Data listing ::
◆ ◆ ◆ ◆

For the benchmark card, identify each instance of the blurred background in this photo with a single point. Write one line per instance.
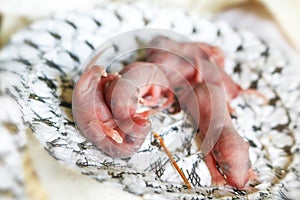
(42, 176)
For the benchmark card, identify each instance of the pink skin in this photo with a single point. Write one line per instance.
(95, 120)
(138, 82)
(219, 136)
(197, 62)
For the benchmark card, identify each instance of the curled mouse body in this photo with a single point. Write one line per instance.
(95, 120)
(221, 143)
(105, 106)
(197, 62)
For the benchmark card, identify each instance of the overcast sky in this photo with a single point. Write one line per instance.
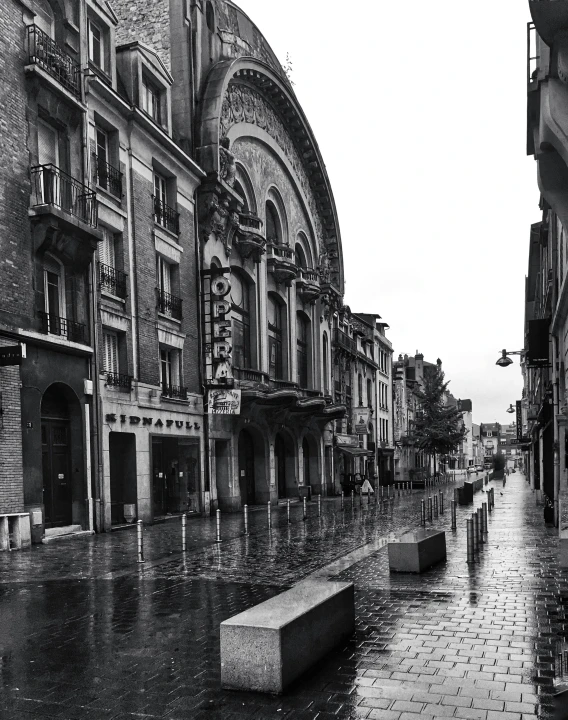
(419, 109)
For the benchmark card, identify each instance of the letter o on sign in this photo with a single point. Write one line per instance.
(220, 286)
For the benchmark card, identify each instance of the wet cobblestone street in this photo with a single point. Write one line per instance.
(87, 633)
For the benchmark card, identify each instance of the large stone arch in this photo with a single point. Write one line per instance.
(297, 143)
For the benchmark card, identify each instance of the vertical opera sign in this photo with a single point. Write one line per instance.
(218, 336)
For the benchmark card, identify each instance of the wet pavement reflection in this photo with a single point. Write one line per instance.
(85, 632)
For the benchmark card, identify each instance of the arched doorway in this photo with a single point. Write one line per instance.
(56, 445)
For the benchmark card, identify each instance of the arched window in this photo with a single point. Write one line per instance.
(240, 304)
(325, 350)
(273, 224)
(275, 338)
(300, 257)
(303, 350)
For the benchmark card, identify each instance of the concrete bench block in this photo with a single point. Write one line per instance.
(417, 551)
(268, 646)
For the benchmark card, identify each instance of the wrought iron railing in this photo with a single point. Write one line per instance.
(174, 392)
(51, 186)
(123, 382)
(55, 325)
(48, 55)
(107, 176)
(112, 280)
(169, 304)
(166, 216)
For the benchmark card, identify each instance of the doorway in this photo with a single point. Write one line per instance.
(56, 459)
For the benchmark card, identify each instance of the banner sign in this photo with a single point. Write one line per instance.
(224, 402)
(218, 327)
(11, 355)
(361, 417)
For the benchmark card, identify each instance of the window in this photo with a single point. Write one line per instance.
(240, 303)
(151, 101)
(96, 45)
(325, 351)
(302, 343)
(110, 352)
(275, 359)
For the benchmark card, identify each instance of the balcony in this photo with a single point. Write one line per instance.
(112, 280)
(46, 54)
(281, 263)
(52, 187)
(249, 239)
(107, 177)
(166, 216)
(55, 325)
(174, 392)
(343, 341)
(169, 305)
(118, 380)
(307, 284)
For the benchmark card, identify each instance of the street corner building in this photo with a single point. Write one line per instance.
(173, 334)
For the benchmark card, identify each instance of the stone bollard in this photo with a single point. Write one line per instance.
(475, 519)
(218, 527)
(140, 539)
(470, 542)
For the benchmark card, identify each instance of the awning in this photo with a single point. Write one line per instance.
(353, 451)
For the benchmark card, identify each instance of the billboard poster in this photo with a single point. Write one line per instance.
(361, 418)
(224, 402)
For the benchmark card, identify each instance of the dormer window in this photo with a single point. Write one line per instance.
(96, 45)
(151, 101)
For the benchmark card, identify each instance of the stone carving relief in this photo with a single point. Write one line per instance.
(243, 104)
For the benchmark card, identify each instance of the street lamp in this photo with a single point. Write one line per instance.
(505, 360)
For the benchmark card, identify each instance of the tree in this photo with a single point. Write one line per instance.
(439, 427)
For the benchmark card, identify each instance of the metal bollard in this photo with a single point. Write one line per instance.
(140, 534)
(470, 542)
(218, 536)
(475, 519)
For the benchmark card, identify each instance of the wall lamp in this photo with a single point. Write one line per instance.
(505, 360)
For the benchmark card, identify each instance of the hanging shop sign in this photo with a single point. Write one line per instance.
(218, 327)
(224, 402)
(12, 355)
(361, 418)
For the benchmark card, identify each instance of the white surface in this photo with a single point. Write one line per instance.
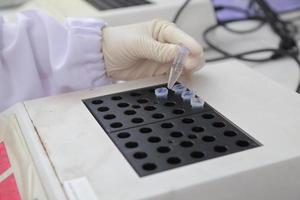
(41, 56)
(199, 13)
(247, 98)
(79, 189)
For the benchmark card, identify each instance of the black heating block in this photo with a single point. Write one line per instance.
(156, 135)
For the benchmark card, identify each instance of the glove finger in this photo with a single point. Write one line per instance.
(166, 31)
(156, 51)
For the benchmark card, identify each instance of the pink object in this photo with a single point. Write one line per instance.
(4, 161)
(9, 189)
(40, 56)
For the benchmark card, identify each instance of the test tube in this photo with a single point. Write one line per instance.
(187, 95)
(179, 89)
(161, 92)
(197, 102)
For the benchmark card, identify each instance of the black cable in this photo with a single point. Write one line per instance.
(180, 10)
(247, 14)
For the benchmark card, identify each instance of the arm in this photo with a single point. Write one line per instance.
(41, 57)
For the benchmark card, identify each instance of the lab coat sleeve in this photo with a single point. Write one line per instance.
(41, 57)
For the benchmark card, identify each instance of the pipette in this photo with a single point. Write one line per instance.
(177, 65)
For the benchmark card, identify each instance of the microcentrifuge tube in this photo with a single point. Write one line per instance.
(197, 102)
(177, 65)
(161, 92)
(179, 88)
(187, 95)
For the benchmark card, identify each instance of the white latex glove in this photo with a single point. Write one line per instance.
(147, 49)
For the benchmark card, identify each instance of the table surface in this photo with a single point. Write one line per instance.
(284, 71)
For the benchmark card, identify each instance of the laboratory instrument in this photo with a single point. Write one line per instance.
(177, 66)
(187, 95)
(197, 102)
(75, 146)
(161, 92)
(178, 88)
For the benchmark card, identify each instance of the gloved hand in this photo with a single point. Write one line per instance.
(147, 49)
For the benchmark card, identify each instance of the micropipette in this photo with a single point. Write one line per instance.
(177, 65)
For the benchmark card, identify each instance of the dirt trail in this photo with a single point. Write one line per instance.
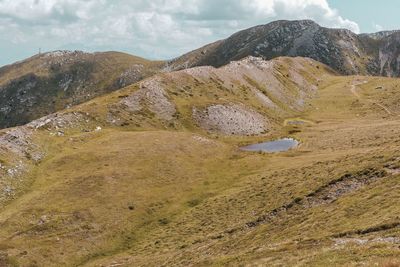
(325, 194)
(353, 90)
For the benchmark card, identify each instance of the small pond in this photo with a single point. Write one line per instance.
(279, 145)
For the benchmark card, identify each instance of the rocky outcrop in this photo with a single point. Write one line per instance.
(53, 81)
(151, 95)
(230, 119)
(342, 50)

◆ ◆ ◆ ◆

Take the listing and print it again exactly, but without any pictures.

For the benchmark card, identify each instance of the blurred background in this photo with a single point. Write one line per instance.
(42, 176)
For the benchmark card, identify each instance of the pink skin in this photo with a single point. Write one line per instance.
(95, 120)
(138, 82)
(219, 136)
(197, 62)
For the benchmark card, identify each instance of the curled mouse body in this photo with a single point. Write one line per instance.
(95, 120)
(221, 143)
(105, 106)
(197, 62)
For the benchmark card, identify each instance of the overcast sky in this photo with a single point. Write one line per instance.
(419, 109)
For the benchmark card, identify each instance of the letter o on sign in this photo with a single point. Write one line per instance.
(220, 286)
For the benchmark card, identify each instance of the wet cobblestone street in this photo with a single point. Write one line per instance.
(87, 633)
For the benchmark card, identify each instance of the large stone arch in this photo with a single point. Write one line per instance.
(297, 143)
For the benchmark card, identify each instance of the vertical opera sign in this photo with a single point. Write one line per instance.
(218, 336)
For the benchmark card, identify each instance of the wet pavement reflection in this photo with a single point. Write one line per instance.
(85, 632)
For the benchmark card, identify each instance of the arched doorway in this photo with a single point. Write one line per instance.
(56, 445)
For the benchmark card, identify each instance of the arched window in this photo with a single point. Write one line per instance.
(240, 304)
(325, 350)
(273, 224)
(275, 338)
(300, 257)
(303, 350)
For the benchmark card, identify each instance of the concrete bench block in this photo with a single point. Write one line per instance.
(417, 551)
(268, 646)
For the benchmark card, identify each instance of the wrought iron railing in this photo with a single point. Write one line per instance.
(174, 392)
(51, 186)
(123, 382)
(55, 325)
(48, 55)
(107, 176)
(112, 280)
(169, 304)
(166, 216)
For the benchmark card, identify each instance of the doorway in this photo with a single point. Write one line per instance.
(56, 459)
For the benchmark card, identify each instance of the banner sign in this photo with a single point. Write one line per instance.
(224, 402)
(218, 327)
(11, 355)
(361, 417)
For the benchmark card, identify each instance of the window in this photo with a single point. Write one line per instance.
(240, 303)
(151, 101)
(96, 45)
(325, 351)
(302, 343)
(110, 352)
(275, 359)
For the benchmark card, identify each instance of the balcony in this photo with a single point. Write one line per instance.
(112, 280)
(46, 54)
(281, 263)
(52, 187)
(249, 239)
(107, 177)
(166, 216)
(55, 325)
(174, 392)
(343, 341)
(169, 305)
(118, 380)
(307, 284)
For the benchmark card, identify each instance of the street corner building in this photo with a single point. Write one line per instance.
(173, 334)
For the benchmark card, identify each instance of the stone bollard in this photo with a single point. Write one line per instance.
(475, 519)
(218, 527)
(140, 539)
(470, 542)
For the benchmark card, identify each instance of the awning in this photo with a single point. Write one line per instance.
(353, 451)
For the benchmark card, identify each instance of the billboard poster in this photo with a single point. Write one line per instance.
(361, 418)
(224, 402)
For the benchmark card, identify each instance of the dormer window in this photo with a single point. Write one line per instance.
(96, 45)
(151, 101)
For the benchmark card, identify each instance of the stone carving relief in this photo with a single point. Write one line per instance.
(243, 104)
For the benchmark card, identify each instance of the street lamp in this photo with a single point. Write one line per instance.
(505, 360)
For the benchmark card, identify each instance of the tree in this photo with a single point. Write one line per instance.
(439, 427)
For the benchmark card, identify each instance of the metal bollard in this photo with a single point. Write one line per instance.
(140, 534)
(470, 542)
(218, 536)
(475, 519)
For the benchmark card, identify each instance of the wall lamp in this photo with a single point. Write one line per instance.
(505, 360)
For the benchmark card, identify each instance of the hanging shop sign in this photo with a single point. Write one line per instance.
(218, 327)
(224, 402)
(12, 355)
(361, 418)
For the benchmark card, identify each instance of the white surface in this photo with a single point. Write one line per instance.
(41, 56)
(199, 13)
(247, 98)
(79, 189)
For the benchmark card, identify each instance of the black heating block in this photo with a single point. Write one line per instance.
(156, 135)
For the benchmark card, identify each instance of the glove finger in this photo with a single point. Write one line per instance.
(166, 31)
(156, 51)
For the benchmark card, identify each instance of the pink object in this photo with a single point. Write one line per instance.
(4, 161)
(9, 189)
(40, 56)
For the benchmark card, identify each instance of the test tube in this photo with a single point. Write one line per instance.
(187, 95)
(179, 89)
(161, 92)
(197, 102)
For the benchmark card, identify each instance of the black cable in this photo with a single point. Write one line per instance.
(180, 10)
(247, 14)
For the benchmark card, identify each instance of the arm in this photo with a single point. Write one line per instance.
(41, 57)
For the benchmark card, identify each instance of the lab coat sleeve in this photo with a single point. Write one line per instance.
(41, 57)
For the benchmark card, identify each instance of the pipette in this photo with a single point. Write one line per instance.
(177, 65)
For the benchmark card, identify each instance of the microcentrifuge tube in this photo with a single point. Write one line per instance.
(197, 102)
(177, 65)
(161, 92)
(179, 88)
(187, 95)
For the benchmark card, identify each instance of the white latex glove in this photo with a single point. Write one line per instance.
(147, 49)
For the benchmark card, identify each instance of the table surface in this photo with a single point. Write one line per instance.
(284, 71)
For the benchmark card, identify each instance of the laboratory instrument in this photo with a single point. Write one line per instance.
(177, 66)
(187, 95)
(197, 102)
(75, 146)
(161, 92)
(178, 88)
For the benchmark card, identify each instance of the gloved hand in this photo with a single point. Write one line per instance.
(147, 49)
For the benchmark card, identify each instance of the micropipette in this photo with a single point. Write one line per instance.
(177, 65)
For the benchmark card, identify each instance of the dirt trail in this photo with a single point. Write one line per instance.
(325, 194)
(353, 90)
For the benchmark card, identify each instance of the small pond in this photo with a single point. Write one line per instance.
(279, 145)
For the benchmark card, identify each instance of the rocky outcrop in this photo with a single point. Write one line per instance.
(53, 81)
(151, 95)
(230, 119)
(342, 50)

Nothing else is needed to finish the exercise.